* **Task details**
Each line of the data below should be restated exactly, with images left out.

Referring expression pointing data

###

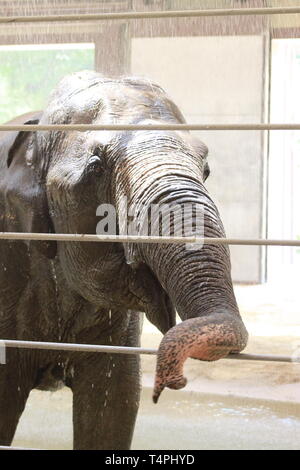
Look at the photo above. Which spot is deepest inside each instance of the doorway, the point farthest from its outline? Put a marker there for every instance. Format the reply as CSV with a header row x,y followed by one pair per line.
x,y
283,263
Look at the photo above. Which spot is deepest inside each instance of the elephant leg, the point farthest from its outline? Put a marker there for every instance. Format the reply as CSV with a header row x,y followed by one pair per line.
x,y
16,382
106,393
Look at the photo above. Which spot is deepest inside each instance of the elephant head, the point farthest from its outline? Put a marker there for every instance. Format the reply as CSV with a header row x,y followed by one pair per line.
x,y
78,172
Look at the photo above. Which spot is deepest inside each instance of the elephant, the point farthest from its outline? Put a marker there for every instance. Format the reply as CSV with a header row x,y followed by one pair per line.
x,y
53,181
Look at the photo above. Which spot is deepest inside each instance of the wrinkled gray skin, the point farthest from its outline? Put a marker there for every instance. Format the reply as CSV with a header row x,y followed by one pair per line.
x,y
91,292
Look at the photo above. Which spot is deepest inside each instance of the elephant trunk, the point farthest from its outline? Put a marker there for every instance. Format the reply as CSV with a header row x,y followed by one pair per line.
x,y
200,287
161,171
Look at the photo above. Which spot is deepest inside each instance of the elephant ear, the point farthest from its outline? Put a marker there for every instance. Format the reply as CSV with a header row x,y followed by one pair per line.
x,y
26,193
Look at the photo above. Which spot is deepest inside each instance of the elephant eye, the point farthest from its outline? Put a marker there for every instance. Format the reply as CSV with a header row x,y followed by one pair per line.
x,y
96,165
206,172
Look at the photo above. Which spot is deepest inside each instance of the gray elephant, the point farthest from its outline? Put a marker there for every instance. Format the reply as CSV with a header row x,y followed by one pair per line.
x,y
54,181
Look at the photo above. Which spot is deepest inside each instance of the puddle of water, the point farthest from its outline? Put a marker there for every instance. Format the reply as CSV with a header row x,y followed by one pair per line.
x,y
180,420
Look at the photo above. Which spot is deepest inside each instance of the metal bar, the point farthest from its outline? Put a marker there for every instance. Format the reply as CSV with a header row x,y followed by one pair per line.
x,y
75,347
149,127
77,237
153,15
126,350
17,448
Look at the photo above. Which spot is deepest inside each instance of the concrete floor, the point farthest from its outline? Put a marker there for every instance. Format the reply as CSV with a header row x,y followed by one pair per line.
x,y
226,405
181,420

###

* **Expected output**
Look at the photo above. Which spot is deepest inside each instance of the doorway, the point farthest from its outline? Put a marker there for every instance. Format the reply as CSV with a header row x,y followed by one pair per line.
x,y
283,263
Look at the photo above. Which spot is deepest inside each instance of the elephant leg, the point farthest from its outline? Put a marker there for every instance. Format the reply as CSV with a header row x,y followed by one pair per line.
x,y
16,382
106,393
Look at the photo above. Which spot is deepest inside each instance of the elephant head, the point farthest from its outline? Put a marker there for every instance. Format the reply as CSV with a header row x,y followed by one pair per line.
x,y
78,172
Look at the photo above. Which spot is deepest inside each instance of the elephant, the point farthest from its outline? Put a marker there for every instance. Format the reply as CSV with a header row x,y followed by one pair per line.
x,y
53,181
Look at the photo above. Which spot is deepest inside each instance of the wrinkled gray skin, the point farthest from its outline? Put a marker there for every instance. Format the reply as CSV with a header row x,y followed by one pair per line.
x,y
91,292
Look at the photo above. Which spot is deepest inside each instance of the elephant trunk, the point farthest from its outline? Put a marker there for every instance. Format the reply as CSV with a header row x,y followed by one pair per line.
x,y
200,287
161,171
Look at the photo above. Which spot is deepest inside each instance of the elephant ear, the point farthest from its outline? Put a marker there for every instance. Format the reply as CSV with a header row x,y followed by one pair per line.
x,y
26,193
Look at the photo above. Which spot is deepest inside each instance of the elephant eye, the point farthest from its outline? Put a marker there for every instance. Format the reply as CSV with a header row x,y followed by one pair per line.
x,y
96,165
206,172
Look at the photo above. Which spot is deepest inside each instance of the gray elephant, the point farthest from its outline? Put a marker there for every instance. Format the reply as CSV with a header row x,y followed by one pair per line.
x,y
54,181
Look at the photo above. Which spot is deepest inside each instance of the puddle of water, the point farthest from its outline? Put a marker there for every instance. Format the reply as CSV with a header row x,y followed by one pair per line.
x,y
180,420
Look at the photo above. Which spot is deepest inside each instance of the metal bar, the point farthest from its outline? Put a marker there for every instance. Format the reply as CSV with a header row x,y followed by one pair per line.
x,y
75,347
149,127
77,237
153,15
126,350
17,448
Look at the photo above. Which spot is deepest inside each instance of the concrete floor, the point farthest from its outline? Put a marker there for every instance. Format the reply as CSV with a header row x,y followed by one pair per line.
x,y
226,405
181,420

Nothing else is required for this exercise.